[Start of DATA SUPPLIED]
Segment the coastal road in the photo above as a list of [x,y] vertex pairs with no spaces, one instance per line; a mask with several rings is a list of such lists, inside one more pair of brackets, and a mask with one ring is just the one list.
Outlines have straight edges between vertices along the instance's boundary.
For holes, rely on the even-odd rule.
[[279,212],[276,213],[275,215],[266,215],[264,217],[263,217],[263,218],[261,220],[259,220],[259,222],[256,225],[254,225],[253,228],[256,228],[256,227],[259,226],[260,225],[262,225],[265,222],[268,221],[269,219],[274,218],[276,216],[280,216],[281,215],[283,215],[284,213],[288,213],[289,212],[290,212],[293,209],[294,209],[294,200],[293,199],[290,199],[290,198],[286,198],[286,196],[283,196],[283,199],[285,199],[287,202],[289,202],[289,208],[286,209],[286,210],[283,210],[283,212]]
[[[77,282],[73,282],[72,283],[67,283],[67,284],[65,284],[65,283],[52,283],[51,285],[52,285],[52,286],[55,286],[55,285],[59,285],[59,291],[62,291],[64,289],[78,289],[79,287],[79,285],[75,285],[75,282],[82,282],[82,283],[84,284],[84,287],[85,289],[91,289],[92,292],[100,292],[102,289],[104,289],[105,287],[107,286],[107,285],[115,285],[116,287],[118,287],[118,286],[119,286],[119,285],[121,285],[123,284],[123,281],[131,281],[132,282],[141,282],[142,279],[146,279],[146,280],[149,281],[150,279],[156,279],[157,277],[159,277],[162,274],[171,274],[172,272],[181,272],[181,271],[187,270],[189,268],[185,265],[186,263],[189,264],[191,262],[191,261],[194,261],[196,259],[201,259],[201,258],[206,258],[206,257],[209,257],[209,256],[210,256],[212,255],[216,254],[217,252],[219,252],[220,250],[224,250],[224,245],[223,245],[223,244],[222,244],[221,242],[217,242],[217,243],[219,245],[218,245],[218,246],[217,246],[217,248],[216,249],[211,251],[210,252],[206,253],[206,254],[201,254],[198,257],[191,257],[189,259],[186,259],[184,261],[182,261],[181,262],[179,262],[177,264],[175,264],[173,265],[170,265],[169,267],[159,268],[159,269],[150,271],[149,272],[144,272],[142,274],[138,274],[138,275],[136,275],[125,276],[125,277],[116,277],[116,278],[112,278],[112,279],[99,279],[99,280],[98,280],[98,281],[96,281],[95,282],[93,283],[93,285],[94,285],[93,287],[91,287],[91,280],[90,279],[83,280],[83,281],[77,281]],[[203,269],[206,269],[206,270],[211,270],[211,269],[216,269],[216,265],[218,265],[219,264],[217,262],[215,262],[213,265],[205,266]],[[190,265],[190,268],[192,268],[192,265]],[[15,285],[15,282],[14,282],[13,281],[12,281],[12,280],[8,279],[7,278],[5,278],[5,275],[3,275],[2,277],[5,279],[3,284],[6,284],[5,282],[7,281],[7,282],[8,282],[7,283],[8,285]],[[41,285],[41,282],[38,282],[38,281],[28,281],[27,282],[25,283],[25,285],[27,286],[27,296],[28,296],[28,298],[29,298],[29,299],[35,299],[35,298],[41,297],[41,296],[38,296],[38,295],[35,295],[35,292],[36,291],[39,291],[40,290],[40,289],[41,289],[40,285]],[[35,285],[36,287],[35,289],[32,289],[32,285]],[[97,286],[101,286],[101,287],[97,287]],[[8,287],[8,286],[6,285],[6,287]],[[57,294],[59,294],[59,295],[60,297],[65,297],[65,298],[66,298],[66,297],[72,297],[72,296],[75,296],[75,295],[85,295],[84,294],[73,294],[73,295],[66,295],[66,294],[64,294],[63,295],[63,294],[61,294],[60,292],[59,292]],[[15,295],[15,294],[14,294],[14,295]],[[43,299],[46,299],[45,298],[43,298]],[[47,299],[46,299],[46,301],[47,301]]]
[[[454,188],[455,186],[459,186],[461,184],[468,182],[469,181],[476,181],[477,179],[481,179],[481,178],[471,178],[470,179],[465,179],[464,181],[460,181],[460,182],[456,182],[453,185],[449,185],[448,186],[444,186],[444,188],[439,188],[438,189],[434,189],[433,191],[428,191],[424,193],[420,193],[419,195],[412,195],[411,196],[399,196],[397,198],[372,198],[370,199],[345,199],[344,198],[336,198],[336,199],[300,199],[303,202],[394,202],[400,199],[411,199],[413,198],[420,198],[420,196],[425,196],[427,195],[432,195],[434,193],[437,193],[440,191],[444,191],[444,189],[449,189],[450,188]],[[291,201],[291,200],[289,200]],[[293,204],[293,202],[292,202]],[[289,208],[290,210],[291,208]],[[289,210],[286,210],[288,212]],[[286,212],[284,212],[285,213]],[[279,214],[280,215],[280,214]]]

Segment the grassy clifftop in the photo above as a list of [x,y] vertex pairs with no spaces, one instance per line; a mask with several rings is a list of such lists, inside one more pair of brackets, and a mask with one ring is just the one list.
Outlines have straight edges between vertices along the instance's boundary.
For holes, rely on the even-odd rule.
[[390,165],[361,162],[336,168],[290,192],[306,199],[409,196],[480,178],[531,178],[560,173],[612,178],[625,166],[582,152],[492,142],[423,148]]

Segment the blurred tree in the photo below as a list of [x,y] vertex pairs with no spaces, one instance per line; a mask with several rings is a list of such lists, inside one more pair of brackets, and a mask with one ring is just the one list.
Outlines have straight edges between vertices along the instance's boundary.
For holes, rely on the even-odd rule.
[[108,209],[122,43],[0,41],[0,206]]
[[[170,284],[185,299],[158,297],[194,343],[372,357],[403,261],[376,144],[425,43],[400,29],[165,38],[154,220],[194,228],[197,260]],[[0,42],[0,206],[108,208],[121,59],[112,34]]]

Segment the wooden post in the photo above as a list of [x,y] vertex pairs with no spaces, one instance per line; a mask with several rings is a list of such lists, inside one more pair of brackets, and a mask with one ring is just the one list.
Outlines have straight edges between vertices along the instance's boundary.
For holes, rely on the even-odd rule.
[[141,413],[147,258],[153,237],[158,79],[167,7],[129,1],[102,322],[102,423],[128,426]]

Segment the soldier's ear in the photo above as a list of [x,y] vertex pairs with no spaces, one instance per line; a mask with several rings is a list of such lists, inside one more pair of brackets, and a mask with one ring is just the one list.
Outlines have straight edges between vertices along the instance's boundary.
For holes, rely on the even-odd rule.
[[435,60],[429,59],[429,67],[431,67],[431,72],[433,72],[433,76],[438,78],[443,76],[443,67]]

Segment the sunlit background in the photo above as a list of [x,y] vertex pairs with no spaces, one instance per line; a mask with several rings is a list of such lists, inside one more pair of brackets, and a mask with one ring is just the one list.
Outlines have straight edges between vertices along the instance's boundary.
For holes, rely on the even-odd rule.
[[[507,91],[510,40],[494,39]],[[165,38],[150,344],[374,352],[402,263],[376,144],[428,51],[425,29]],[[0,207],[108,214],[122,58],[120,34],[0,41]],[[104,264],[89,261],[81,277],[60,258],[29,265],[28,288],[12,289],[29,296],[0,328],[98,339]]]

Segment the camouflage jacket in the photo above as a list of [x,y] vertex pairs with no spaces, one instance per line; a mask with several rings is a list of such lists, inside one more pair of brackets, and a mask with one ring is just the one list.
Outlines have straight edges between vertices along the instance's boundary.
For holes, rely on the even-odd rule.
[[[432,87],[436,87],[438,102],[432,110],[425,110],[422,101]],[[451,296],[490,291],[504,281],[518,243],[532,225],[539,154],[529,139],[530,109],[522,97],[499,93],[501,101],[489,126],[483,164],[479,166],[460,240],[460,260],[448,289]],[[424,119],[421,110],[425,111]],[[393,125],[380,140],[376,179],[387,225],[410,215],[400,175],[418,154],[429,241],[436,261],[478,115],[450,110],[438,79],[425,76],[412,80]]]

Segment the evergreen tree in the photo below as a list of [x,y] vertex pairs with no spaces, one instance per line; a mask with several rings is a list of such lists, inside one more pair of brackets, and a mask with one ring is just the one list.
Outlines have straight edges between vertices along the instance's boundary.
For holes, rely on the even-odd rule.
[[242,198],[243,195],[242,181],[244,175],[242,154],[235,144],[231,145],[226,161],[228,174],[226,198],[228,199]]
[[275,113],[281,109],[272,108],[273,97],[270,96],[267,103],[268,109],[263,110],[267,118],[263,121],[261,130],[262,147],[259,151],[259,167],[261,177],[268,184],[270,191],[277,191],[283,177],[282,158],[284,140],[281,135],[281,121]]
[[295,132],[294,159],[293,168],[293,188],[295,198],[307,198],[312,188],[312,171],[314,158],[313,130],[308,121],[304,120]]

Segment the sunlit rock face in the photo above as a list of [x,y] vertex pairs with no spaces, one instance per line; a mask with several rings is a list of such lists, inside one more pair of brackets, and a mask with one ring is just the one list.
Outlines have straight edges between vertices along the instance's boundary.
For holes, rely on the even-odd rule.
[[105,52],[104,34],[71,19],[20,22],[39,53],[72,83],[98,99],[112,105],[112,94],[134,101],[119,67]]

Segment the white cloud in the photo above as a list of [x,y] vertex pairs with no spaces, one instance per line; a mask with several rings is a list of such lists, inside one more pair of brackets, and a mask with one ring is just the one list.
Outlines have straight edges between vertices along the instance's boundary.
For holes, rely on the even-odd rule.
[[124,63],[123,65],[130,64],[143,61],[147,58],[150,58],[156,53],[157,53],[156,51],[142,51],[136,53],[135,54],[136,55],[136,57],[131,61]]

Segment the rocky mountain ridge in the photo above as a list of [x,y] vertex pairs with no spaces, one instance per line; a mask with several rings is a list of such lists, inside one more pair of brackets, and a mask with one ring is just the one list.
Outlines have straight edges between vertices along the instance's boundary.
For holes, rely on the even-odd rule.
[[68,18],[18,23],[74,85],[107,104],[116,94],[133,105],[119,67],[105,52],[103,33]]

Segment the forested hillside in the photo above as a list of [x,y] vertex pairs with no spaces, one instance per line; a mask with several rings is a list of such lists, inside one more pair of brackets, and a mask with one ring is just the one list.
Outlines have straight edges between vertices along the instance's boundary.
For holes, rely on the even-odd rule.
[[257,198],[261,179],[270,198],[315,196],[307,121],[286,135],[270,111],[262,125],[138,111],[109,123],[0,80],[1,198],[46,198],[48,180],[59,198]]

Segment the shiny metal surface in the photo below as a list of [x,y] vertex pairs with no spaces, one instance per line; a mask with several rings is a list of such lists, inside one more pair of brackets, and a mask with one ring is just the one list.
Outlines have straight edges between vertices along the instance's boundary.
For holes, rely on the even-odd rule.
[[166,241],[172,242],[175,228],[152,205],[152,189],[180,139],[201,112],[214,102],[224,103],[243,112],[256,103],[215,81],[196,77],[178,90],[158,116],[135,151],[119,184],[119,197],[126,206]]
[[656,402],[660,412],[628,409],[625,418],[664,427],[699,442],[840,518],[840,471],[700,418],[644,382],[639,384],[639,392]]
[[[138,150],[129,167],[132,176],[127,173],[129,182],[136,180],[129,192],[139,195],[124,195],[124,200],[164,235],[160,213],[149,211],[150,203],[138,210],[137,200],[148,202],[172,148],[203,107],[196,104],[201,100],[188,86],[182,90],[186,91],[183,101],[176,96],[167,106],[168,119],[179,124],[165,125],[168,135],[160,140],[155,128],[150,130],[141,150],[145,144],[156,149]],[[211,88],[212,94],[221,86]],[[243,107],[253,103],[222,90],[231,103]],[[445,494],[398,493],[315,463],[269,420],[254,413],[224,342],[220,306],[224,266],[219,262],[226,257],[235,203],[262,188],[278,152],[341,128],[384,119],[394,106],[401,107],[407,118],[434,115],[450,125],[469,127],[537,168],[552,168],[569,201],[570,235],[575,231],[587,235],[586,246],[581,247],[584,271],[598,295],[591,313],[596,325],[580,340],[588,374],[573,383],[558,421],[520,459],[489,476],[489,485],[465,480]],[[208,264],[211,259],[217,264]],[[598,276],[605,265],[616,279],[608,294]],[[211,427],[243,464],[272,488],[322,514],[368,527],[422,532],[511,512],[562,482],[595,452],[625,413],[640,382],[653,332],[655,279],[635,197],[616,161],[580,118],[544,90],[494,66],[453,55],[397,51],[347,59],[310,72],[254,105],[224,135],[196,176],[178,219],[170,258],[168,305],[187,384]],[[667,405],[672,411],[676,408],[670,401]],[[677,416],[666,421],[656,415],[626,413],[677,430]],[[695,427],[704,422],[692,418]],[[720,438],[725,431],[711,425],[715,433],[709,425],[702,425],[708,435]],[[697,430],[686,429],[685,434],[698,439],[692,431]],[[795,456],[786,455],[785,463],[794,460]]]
[End of DATA SUPPLIED]
- SHORT TASK
Return every line of the listing above that contains the word "sunlit", copying each one in full.

- FULL ANSWER
Segment the sunlit background in the photo above as a list of [x,y] vertex pairs with no spaces, one instance per line; a mask with several rings is a list of such lists, inside one more pair of brackets, and a mask with one ring is just the one list.
Segment the sunlit rock face in the photo above as a list of [x,y] vertex pairs with no spaces, one instance per line; a mask with several rings is a list of such lists, inside one more pair of brackets, and a mask with one ring is just the one list.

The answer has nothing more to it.